TRY IT = Print every entry below again. Nothing may differ from the original.

GIVEN INFORMATION =
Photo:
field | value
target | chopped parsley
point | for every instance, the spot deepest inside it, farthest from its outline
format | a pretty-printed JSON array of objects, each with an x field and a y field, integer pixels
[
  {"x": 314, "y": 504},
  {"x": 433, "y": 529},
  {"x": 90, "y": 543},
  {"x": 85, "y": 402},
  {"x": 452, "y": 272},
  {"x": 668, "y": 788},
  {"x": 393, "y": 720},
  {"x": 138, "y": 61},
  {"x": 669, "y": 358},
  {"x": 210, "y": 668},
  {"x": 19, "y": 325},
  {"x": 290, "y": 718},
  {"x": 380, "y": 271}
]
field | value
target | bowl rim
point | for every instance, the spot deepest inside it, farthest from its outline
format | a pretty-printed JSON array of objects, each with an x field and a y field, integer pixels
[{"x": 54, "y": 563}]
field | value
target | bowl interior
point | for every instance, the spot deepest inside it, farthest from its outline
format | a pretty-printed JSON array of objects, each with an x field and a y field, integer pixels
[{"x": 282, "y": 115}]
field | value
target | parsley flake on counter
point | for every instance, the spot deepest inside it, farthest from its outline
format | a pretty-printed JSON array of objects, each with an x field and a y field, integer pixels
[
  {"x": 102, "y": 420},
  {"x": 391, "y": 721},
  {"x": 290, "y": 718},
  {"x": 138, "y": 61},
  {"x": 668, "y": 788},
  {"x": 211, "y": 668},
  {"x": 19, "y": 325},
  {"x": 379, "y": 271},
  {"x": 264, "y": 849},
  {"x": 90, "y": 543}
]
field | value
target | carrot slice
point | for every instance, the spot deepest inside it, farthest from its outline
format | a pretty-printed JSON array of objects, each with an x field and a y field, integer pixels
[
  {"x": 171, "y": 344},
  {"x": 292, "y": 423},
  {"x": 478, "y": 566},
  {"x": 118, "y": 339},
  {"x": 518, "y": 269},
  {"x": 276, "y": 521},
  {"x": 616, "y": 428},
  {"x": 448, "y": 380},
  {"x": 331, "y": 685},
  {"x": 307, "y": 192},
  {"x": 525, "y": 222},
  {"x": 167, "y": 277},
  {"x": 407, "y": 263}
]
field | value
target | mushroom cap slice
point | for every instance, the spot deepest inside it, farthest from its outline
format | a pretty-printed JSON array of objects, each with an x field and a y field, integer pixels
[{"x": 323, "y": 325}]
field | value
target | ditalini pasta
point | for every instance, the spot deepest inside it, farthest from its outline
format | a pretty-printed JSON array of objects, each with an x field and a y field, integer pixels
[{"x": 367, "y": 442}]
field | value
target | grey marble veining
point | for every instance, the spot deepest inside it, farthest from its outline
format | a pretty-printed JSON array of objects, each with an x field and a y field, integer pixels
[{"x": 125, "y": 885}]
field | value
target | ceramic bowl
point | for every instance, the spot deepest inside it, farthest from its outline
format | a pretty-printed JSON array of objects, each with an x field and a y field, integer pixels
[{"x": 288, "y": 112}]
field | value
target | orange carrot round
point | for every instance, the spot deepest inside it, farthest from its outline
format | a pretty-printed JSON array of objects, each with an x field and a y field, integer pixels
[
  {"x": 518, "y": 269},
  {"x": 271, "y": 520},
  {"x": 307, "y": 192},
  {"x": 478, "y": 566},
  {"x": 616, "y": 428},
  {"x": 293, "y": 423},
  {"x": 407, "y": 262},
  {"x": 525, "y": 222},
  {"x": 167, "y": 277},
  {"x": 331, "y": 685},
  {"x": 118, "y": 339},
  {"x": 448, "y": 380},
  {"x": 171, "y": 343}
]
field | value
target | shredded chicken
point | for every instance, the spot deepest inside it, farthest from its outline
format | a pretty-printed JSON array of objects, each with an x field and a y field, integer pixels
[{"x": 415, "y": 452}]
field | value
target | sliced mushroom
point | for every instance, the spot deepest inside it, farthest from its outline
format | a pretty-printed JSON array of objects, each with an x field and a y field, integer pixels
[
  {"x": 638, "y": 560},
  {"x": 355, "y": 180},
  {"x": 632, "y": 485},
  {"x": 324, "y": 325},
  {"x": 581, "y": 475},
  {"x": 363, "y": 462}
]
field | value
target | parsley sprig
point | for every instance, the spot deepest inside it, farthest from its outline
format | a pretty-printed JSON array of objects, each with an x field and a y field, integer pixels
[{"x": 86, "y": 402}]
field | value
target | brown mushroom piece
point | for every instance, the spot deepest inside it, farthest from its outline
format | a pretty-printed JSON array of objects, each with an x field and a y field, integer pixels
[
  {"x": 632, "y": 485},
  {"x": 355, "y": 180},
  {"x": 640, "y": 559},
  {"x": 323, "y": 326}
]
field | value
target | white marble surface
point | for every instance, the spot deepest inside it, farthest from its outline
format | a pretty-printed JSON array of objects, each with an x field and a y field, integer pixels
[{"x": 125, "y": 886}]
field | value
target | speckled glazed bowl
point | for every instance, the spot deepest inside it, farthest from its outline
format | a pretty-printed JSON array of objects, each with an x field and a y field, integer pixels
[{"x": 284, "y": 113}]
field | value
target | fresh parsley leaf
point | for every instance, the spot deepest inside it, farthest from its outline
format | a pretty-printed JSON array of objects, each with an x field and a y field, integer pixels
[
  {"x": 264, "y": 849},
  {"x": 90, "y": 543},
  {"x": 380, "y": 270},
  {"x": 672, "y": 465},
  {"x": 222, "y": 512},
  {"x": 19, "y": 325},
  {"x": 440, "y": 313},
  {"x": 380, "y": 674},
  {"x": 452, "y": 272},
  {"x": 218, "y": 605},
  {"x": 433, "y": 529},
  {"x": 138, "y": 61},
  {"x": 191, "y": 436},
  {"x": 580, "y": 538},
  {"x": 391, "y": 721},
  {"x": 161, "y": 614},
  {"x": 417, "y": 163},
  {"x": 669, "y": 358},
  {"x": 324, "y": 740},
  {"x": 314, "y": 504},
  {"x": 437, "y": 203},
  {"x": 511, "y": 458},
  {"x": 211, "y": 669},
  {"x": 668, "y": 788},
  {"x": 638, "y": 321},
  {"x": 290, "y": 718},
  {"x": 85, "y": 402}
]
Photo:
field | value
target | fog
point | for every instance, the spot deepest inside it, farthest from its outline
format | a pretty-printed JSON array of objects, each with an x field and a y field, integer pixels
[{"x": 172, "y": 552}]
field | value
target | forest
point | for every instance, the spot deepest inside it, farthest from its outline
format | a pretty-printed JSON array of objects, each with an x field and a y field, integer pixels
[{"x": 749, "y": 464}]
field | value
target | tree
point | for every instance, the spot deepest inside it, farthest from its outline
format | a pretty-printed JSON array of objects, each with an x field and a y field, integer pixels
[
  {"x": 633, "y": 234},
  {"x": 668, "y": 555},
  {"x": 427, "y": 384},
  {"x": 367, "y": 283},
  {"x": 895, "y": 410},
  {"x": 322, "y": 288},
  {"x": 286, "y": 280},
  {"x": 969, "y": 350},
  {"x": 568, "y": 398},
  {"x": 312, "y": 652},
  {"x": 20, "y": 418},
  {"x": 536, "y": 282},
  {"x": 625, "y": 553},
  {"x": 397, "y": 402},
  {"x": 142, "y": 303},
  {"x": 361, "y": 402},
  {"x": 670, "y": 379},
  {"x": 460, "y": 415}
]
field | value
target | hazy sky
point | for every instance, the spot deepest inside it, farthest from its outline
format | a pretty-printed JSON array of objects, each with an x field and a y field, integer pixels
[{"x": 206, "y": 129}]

RESPONSE AREA =
Photo:
field | value
target | chopped parsley
point | for every instance, the spot deepest inside it, farthest from its outline
format | a pretty-printed JSON array of objects, each with an x field and a y field, integer pixels
[
  {"x": 314, "y": 504},
  {"x": 433, "y": 529},
  {"x": 90, "y": 543},
  {"x": 85, "y": 402},
  {"x": 452, "y": 272},
  {"x": 668, "y": 788},
  {"x": 393, "y": 720},
  {"x": 138, "y": 61},
  {"x": 669, "y": 358},
  {"x": 210, "y": 668},
  {"x": 19, "y": 325},
  {"x": 290, "y": 718},
  {"x": 380, "y": 271}
]
field | value
target | bowl rim
point | for every instance, the spot deepest inside it, farthest from its outline
format | a pretty-printed JSON array of objects, each with an x field and a y field, integer pixels
[{"x": 54, "y": 563}]
field | value
target | bowl interior
point | for every instance, the spot deepest inside it, farthest from its outline
format | a pretty-printed JSON array of objects, each with an x field and a y field, integer pixels
[{"x": 282, "y": 115}]
field | value
target | parsley flake on counter
point | for every instance, the spot deepest inside it, farthest from its outline
format | a pretty-printed JSON array of objects, each with an x field and a y field, integer pixels
[
  {"x": 102, "y": 420},
  {"x": 391, "y": 721},
  {"x": 290, "y": 718},
  {"x": 138, "y": 61},
  {"x": 668, "y": 788},
  {"x": 211, "y": 668},
  {"x": 19, "y": 325},
  {"x": 379, "y": 271},
  {"x": 264, "y": 849},
  {"x": 90, "y": 543}
]
field | value
target | carrot slice
point | for every instance, the spot deepest inside it, farthest from its outline
format | a pretty-printed JSON array of objects, each with an x field and a y field, integer pixels
[
  {"x": 171, "y": 344},
  {"x": 292, "y": 423},
  {"x": 478, "y": 566},
  {"x": 118, "y": 339},
  {"x": 518, "y": 269},
  {"x": 276, "y": 521},
  {"x": 616, "y": 428},
  {"x": 448, "y": 380},
  {"x": 331, "y": 685},
  {"x": 307, "y": 192},
  {"x": 525, "y": 222},
  {"x": 167, "y": 277},
  {"x": 407, "y": 263}
]
field | value
target | mushroom cap slice
point | for every instance, the spot deepest inside it, farthest from its outline
format | a pretty-printed JSON array of objects, each with an x field and a y field, integer pixels
[{"x": 323, "y": 325}]
field | value
target | ditalini pasta
point | for every instance, the spot deepest inside it, farthest from its outline
format | a pretty-printed JSON array of objects, each with an x field and a y field, integer pixels
[{"x": 367, "y": 442}]
field | value
target | grey marble veining
point | for every instance, the spot deepest inside it, farthest from its outline
format | a pretty-printed JSON array of objects, each with an x field and a y field, integer pixels
[{"x": 125, "y": 885}]
field | value
target | ceramic bowl
point | for every instance, the spot deepest inside it, farthest from its outline
format | a pretty-printed JSON array of objects, each with an x field and a y field, integer pixels
[{"x": 288, "y": 112}]
field | value
target | orange carrot round
point | for every instance, the spot deepest inside it, farthest from its outline
format | a pretty-printed JSON array of objects, each with an x field and a y field, integer pixels
[
  {"x": 518, "y": 269},
  {"x": 271, "y": 520},
  {"x": 307, "y": 192},
  {"x": 478, "y": 566},
  {"x": 616, "y": 428},
  {"x": 293, "y": 423},
  {"x": 407, "y": 262},
  {"x": 525, "y": 222},
  {"x": 167, "y": 277},
  {"x": 331, "y": 685},
  {"x": 118, "y": 339},
  {"x": 448, "y": 380},
  {"x": 171, "y": 343}
]
field | value
target | shredded chicken
point | for every instance, the spot deepest inside it, farthest from its outline
format | a pretty-printed JSON array of objects, each with an x field and a y field, integer pixels
[{"x": 415, "y": 452}]
field | value
target | sliced mushroom
point | for every instance, the spot deepest inside it, farthest from its outline
format | a pretty-printed JSON array of objects, each with an x field and a y field, integer pixels
[
  {"x": 638, "y": 560},
  {"x": 355, "y": 180},
  {"x": 632, "y": 485},
  {"x": 324, "y": 325},
  {"x": 581, "y": 475},
  {"x": 363, "y": 462}
]
field | value
target | parsley sprig
point | for every instance, the spot deepest inside it, farthest from its outline
format | a pretty-printed JSON array of objects, each with an x field and a y field, integer pixels
[{"x": 86, "y": 402}]
field | value
target | brown mushroom piece
point | for every instance, the spot deepest inside it, farthest from its outline
format | a pretty-printed JSON array of objects, each with an x field and a y field, integer pixels
[
  {"x": 632, "y": 485},
  {"x": 355, "y": 180},
  {"x": 640, "y": 559},
  {"x": 323, "y": 326}
]
field | value
target | white marble surface
point | for every instance, the spot deepest inside it, farthest from its outline
format | a pretty-printed JSON array of objects, each with an x field and a y field, integer pixels
[{"x": 125, "y": 886}]
field | value
target | speckled glazed bowl
point | for every instance, the spot deepest inside it, farthest from its outline
format | a pretty-printed JSON array of objects, each with an x field and a y field, integer pixels
[{"x": 284, "y": 113}]
field | value
target | fresh parsley leaf
point | for every instance, the spot deepest inside it, farthest from its outline
format | a pretty-printed JSON array of objects, each with an x field and a y field, integer pixels
[
  {"x": 264, "y": 849},
  {"x": 90, "y": 543},
  {"x": 380, "y": 270},
  {"x": 672, "y": 465},
  {"x": 222, "y": 512},
  {"x": 19, "y": 325},
  {"x": 440, "y": 313},
  {"x": 380, "y": 674},
  {"x": 452, "y": 272},
  {"x": 218, "y": 605},
  {"x": 433, "y": 529},
  {"x": 138, "y": 61},
  {"x": 191, "y": 436},
  {"x": 580, "y": 538},
  {"x": 391, "y": 721},
  {"x": 161, "y": 614},
  {"x": 417, "y": 163},
  {"x": 669, "y": 358},
  {"x": 324, "y": 740},
  {"x": 314, "y": 504},
  {"x": 437, "y": 203},
  {"x": 511, "y": 458},
  {"x": 211, "y": 669},
  {"x": 668, "y": 788},
  {"x": 638, "y": 321},
  {"x": 290, "y": 718},
  {"x": 85, "y": 402}
]
Photo:
field | value
target | fog
point | for every instance, the spot deepest inside it, farthest from its outline
format | a pretty-printed JSON array of objects, each with an x field and a y field, integer pixels
[{"x": 172, "y": 552}]
field | value
target | forest
point | for every instance, the spot deepest inside it, farthest from its outline
format | a pretty-printed JSON array of objects, each with an x field and a y field, integer pixels
[{"x": 749, "y": 464}]
field | value
target | tree
point | for every instance, the spot deepest inside it, farthest from its outline
format | a pretty-printed JSON array of objects, each with an x field and a y field, integer pixels
[
  {"x": 633, "y": 234},
  {"x": 668, "y": 555},
  {"x": 427, "y": 384},
  {"x": 367, "y": 283},
  {"x": 895, "y": 410},
  {"x": 322, "y": 288},
  {"x": 286, "y": 280},
  {"x": 969, "y": 350},
  {"x": 568, "y": 398},
  {"x": 312, "y": 652},
  {"x": 20, "y": 418},
  {"x": 536, "y": 282},
  {"x": 625, "y": 553},
  {"x": 397, "y": 402},
  {"x": 142, "y": 303},
  {"x": 361, "y": 402},
  {"x": 670, "y": 379},
  {"x": 460, "y": 415}
]
field | value
target | hazy sky
point | for every instance, the spot deepest inside it, farthest from its outline
format | a pretty-printed JSON array of objects, each with an x field and a y field, integer pixels
[{"x": 206, "y": 129}]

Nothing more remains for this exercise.